◆ TASK INPUT ◆
○ ○ ○ ○

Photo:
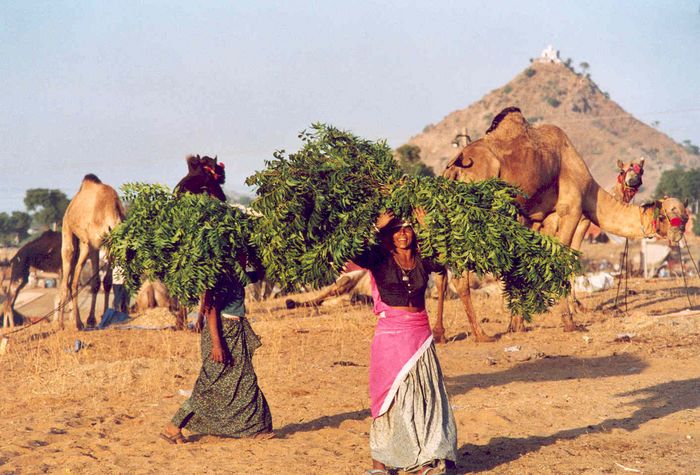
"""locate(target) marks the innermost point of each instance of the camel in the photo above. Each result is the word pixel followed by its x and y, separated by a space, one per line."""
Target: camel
pixel 91 214
pixel 204 175
pixel 558 187
pixel 354 283
pixel 43 253
pixel 629 180
pixel 152 294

○ ○ ○ ○

◆ WHAT IS ASKED ◆
Arrange all of the data above as a two-column CSV with the headers input and output, one row for each text together with its answer, placing each in a single quoted field with line breaks turned into spaces. Omit the pictures.

◆ THE RESPONSE ◆
input,output
"Photo: """"""locate(target) marks the innermost point of each instance of the camel in the photo above. Each result is the word pixel followed by its x and y, separated by a space, one per line."""""" Target: camel","pixel 91 214 pixel 204 175 pixel 558 187 pixel 354 283 pixel 43 253 pixel 629 180 pixel 152 294"